Supplied records:
══════

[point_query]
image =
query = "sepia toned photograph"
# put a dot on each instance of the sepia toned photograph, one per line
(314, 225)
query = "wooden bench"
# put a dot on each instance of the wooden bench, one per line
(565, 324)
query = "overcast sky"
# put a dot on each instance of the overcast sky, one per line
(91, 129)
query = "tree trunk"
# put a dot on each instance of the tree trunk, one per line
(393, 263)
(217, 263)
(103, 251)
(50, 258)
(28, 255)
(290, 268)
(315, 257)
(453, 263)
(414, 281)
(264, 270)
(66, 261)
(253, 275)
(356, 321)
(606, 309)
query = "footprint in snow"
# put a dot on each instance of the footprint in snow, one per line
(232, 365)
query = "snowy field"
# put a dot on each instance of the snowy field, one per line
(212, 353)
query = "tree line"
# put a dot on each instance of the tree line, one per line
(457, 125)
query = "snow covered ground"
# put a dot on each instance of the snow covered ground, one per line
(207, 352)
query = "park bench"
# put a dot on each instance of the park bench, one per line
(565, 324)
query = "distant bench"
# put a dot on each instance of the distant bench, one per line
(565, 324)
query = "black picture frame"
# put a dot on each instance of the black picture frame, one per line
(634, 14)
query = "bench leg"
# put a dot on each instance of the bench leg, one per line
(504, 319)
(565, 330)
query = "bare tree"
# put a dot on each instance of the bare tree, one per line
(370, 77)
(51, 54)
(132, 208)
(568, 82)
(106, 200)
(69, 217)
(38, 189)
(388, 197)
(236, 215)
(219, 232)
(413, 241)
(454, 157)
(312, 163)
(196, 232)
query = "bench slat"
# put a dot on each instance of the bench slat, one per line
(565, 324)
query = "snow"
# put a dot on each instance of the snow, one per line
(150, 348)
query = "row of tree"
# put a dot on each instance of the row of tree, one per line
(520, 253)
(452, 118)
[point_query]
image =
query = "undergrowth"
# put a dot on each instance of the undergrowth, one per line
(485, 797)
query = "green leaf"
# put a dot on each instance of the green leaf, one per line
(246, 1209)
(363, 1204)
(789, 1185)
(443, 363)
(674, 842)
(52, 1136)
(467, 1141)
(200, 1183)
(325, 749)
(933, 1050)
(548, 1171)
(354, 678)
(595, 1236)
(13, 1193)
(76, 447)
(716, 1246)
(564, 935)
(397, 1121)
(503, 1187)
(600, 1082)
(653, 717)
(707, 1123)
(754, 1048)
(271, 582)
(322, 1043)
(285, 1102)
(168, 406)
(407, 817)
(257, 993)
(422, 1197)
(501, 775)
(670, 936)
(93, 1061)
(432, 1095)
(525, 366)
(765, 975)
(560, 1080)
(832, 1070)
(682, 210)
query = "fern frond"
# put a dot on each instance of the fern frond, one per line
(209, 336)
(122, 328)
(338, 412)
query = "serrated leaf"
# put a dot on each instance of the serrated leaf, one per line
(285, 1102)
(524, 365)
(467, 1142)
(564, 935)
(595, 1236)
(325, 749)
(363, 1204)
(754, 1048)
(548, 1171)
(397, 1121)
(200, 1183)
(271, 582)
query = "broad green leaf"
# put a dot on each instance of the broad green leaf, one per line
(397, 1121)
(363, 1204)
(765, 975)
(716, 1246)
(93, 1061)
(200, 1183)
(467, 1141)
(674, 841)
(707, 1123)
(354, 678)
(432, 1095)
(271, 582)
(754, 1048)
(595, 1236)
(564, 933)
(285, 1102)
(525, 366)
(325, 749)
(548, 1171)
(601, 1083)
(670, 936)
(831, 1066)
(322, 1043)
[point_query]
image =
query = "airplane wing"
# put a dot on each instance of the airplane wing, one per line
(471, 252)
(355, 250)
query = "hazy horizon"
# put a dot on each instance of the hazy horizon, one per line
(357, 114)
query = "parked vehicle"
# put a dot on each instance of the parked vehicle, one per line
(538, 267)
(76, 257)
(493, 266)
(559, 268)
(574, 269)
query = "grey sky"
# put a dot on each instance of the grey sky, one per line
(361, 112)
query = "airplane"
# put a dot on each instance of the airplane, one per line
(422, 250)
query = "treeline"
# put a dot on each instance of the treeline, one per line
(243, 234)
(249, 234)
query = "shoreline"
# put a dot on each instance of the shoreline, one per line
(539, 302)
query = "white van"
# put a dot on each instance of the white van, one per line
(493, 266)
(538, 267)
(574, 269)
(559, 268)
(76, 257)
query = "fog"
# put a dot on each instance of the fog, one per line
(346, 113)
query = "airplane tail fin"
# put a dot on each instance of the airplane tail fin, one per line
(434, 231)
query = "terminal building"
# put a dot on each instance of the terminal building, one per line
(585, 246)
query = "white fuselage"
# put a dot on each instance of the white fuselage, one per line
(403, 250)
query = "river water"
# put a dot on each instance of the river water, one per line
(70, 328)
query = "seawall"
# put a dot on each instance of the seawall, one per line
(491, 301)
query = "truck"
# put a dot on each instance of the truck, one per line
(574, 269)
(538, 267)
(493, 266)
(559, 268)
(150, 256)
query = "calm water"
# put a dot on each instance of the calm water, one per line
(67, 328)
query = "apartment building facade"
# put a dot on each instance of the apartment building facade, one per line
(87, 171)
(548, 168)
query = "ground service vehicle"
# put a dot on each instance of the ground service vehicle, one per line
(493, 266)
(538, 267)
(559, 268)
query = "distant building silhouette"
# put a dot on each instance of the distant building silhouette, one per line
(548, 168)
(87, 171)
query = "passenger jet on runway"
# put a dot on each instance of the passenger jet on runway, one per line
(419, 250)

══════

Please copy out each line in the items above that contains the word "passenger". Case counts.

Solution for this exercise:
query = "passenger jet on runway"
# put a dot on each instance of the passenger jet on runway, one per line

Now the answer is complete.